## Your goal:
In the data below, find the line containing "Target: **white road marking**", then set down that line and every later line up to and including the line containing "An instance of the **shop", exactly.

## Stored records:
++++++

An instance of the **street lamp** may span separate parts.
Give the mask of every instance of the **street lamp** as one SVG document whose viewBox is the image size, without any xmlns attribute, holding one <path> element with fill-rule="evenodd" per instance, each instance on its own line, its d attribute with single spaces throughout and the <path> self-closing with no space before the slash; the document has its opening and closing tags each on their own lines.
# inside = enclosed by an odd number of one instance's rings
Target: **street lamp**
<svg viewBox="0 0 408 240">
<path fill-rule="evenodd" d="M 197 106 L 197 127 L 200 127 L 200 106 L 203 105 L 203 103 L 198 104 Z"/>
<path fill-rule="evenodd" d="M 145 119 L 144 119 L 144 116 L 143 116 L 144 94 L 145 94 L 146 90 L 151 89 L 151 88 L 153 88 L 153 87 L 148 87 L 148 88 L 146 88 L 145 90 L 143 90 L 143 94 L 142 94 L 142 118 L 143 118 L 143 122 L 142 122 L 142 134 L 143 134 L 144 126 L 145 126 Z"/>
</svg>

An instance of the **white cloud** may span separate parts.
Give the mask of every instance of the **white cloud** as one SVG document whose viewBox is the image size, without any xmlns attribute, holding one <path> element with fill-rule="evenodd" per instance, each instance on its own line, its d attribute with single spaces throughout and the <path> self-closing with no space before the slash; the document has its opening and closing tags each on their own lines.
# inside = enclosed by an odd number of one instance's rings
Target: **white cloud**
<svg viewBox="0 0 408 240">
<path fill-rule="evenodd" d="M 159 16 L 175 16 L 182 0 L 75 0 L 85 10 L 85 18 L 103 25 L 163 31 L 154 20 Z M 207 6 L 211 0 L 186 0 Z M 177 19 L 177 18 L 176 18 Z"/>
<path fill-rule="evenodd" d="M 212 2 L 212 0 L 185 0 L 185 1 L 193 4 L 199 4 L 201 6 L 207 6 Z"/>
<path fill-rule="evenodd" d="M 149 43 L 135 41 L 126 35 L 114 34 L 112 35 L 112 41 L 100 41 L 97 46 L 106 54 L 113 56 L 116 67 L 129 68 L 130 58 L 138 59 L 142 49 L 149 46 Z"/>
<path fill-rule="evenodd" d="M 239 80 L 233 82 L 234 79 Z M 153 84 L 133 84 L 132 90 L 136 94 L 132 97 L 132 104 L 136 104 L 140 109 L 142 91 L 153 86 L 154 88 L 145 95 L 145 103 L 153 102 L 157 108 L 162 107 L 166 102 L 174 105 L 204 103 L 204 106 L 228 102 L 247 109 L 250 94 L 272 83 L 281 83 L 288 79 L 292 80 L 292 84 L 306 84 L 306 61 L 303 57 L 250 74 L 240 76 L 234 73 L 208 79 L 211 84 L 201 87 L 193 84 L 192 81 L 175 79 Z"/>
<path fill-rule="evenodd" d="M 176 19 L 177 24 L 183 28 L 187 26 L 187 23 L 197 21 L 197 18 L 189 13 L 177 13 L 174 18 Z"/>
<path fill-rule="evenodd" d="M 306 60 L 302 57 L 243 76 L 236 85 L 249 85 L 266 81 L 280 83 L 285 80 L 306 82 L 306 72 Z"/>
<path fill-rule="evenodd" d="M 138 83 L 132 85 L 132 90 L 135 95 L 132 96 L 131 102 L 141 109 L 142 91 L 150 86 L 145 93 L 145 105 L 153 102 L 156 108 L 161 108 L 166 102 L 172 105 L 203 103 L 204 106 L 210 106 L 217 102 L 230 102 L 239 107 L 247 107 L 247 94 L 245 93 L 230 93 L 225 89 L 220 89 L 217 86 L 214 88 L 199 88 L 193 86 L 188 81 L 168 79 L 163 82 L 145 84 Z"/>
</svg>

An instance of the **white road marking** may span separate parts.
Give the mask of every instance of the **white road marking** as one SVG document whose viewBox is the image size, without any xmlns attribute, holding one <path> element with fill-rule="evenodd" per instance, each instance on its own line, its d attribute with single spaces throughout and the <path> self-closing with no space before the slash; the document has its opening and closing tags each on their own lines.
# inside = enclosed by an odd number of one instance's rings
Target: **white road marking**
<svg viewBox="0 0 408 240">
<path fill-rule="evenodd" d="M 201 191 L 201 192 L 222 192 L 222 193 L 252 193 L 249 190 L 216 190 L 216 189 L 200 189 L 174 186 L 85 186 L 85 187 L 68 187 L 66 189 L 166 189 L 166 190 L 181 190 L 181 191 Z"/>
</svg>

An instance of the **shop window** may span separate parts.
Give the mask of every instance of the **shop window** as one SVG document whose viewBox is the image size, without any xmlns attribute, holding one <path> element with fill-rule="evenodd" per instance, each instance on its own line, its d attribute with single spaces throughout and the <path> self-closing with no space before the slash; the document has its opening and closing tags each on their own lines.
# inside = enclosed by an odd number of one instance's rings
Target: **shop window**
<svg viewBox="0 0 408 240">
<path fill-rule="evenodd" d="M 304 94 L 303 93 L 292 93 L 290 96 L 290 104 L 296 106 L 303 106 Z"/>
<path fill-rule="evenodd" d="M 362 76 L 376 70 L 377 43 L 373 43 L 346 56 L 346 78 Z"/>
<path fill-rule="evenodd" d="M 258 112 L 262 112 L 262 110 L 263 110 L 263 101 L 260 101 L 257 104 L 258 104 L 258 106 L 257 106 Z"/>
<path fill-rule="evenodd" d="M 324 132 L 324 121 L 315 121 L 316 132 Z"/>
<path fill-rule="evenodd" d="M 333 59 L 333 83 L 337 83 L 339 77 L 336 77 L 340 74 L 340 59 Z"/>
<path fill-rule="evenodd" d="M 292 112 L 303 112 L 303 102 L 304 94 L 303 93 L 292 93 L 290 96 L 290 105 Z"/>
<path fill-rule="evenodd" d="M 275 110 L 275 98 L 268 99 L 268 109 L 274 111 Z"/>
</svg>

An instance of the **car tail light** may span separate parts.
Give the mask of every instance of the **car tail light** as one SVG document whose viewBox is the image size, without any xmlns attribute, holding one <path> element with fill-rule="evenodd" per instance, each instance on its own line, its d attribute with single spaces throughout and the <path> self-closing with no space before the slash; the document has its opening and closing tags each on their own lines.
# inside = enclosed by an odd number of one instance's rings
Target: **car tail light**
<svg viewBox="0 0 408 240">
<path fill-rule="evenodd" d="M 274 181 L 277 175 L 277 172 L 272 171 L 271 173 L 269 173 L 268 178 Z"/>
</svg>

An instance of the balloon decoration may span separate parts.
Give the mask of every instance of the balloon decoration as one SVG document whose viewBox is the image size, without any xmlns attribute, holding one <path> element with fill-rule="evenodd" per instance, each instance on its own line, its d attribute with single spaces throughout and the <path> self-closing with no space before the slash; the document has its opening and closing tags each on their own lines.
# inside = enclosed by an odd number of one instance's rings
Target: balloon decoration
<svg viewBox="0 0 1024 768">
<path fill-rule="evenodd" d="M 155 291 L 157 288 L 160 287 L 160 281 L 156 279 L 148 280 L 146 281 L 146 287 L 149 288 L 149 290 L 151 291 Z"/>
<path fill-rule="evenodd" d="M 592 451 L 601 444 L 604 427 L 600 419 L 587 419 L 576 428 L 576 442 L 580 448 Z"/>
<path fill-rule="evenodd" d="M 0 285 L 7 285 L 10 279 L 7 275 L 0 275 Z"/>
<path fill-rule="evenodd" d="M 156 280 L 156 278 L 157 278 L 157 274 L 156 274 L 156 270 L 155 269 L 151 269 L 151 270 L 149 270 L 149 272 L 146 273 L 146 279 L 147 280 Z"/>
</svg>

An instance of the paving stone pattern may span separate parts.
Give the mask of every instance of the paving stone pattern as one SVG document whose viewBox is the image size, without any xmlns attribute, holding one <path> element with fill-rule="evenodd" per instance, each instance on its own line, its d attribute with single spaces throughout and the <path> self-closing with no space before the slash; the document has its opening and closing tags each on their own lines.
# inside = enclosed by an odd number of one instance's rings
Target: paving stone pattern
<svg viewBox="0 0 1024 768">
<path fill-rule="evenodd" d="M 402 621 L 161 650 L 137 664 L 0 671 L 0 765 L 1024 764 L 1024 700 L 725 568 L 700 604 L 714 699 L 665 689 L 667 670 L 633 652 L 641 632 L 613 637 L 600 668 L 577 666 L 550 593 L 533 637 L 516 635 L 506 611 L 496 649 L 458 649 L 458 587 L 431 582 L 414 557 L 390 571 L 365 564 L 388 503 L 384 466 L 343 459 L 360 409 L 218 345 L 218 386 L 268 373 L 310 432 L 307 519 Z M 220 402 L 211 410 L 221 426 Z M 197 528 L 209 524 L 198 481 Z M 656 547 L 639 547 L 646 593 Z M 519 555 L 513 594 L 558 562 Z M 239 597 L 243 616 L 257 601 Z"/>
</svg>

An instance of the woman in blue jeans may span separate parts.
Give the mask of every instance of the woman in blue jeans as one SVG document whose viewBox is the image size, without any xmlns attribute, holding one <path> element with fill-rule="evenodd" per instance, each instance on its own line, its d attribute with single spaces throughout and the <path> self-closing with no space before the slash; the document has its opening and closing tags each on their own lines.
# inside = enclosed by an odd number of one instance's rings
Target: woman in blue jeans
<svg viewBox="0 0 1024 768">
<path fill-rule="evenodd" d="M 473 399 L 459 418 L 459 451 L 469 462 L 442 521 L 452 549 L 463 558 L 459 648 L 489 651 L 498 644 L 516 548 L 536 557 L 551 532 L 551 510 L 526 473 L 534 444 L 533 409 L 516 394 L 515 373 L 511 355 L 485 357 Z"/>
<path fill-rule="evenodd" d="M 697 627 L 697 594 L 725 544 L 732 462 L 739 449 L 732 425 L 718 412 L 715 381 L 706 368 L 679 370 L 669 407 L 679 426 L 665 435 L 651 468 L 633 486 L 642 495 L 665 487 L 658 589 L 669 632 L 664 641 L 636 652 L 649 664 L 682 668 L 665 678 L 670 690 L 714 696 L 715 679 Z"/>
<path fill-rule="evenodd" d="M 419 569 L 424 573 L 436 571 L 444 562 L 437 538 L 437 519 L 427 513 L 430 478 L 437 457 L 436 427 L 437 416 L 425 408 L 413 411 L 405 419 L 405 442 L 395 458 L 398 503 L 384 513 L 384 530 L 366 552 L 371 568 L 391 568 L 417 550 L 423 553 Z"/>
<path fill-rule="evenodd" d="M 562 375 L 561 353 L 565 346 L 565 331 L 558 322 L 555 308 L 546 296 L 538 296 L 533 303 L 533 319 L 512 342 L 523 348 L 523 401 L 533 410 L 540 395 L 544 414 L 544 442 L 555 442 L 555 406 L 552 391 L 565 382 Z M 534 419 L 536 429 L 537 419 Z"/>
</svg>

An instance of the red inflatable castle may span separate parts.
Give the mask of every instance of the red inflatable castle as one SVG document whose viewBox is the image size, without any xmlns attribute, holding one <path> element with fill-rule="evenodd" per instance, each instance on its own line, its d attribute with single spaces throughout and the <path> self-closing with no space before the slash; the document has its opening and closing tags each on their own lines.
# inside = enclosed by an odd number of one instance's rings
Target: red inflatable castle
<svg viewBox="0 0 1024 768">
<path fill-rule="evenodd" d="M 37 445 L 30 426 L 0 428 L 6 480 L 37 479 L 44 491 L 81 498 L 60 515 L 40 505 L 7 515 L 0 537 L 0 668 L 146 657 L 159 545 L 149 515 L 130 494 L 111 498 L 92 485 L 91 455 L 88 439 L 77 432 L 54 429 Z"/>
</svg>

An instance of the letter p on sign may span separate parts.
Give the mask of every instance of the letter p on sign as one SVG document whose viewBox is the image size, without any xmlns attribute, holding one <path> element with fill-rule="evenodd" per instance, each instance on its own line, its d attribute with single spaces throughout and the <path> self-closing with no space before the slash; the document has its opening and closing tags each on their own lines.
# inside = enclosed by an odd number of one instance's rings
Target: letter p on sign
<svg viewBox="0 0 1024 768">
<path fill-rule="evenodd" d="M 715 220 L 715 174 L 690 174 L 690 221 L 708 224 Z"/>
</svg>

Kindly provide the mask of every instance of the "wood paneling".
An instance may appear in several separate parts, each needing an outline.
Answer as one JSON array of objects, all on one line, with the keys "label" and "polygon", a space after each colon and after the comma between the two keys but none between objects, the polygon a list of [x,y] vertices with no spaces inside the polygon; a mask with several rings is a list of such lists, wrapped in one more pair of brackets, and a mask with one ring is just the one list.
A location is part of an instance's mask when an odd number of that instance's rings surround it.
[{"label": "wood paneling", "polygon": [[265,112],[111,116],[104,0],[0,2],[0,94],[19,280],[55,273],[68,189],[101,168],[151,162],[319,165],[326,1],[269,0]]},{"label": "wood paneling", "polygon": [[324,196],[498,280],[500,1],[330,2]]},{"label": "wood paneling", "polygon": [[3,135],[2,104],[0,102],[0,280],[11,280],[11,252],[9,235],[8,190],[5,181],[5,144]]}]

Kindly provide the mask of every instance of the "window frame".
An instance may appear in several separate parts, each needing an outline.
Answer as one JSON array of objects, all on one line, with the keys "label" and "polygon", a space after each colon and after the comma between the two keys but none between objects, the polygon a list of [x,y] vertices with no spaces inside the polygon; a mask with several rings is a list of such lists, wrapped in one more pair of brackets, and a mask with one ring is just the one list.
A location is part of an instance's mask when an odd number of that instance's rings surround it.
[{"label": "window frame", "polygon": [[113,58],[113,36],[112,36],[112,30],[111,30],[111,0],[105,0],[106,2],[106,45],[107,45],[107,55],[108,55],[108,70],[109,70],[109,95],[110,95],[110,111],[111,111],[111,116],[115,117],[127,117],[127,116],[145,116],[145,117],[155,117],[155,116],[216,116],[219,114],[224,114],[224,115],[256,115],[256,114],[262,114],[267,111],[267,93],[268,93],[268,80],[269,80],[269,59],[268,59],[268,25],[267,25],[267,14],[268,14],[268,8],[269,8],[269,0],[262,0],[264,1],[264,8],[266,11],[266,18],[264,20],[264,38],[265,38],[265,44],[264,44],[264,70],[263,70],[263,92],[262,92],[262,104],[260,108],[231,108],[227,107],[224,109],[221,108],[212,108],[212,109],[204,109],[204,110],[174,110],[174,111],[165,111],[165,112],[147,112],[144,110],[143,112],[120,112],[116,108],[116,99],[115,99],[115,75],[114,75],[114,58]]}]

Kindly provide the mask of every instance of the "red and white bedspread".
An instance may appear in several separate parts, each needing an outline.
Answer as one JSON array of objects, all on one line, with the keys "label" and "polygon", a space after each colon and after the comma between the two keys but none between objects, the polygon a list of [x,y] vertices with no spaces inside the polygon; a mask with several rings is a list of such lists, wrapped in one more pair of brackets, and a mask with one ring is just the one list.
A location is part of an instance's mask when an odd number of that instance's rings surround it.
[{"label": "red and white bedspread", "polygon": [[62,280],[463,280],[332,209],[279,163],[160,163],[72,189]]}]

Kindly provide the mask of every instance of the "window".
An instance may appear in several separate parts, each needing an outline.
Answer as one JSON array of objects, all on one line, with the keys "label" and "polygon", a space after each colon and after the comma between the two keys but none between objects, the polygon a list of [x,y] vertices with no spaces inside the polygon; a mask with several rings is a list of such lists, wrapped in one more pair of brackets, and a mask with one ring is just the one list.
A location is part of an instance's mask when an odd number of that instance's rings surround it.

++++++

## Solution to this problem:
Target: **white road marking**
<svg viewBox="0 0 408 240">
<path fill-rule="evenodd" d="M 201 191 L 201 192 L 222 192 L 222 193 L 252 193 L 249 190 L 216 190 L 216 189 L 200 189 L 174 186 L 85 186 L 85 187 L 68 187 L 66 189 L 166 189 L 166 190 L 181 190 L 181 191 Z"/>
</svg>

An instance of the **shop window** may span separate parts.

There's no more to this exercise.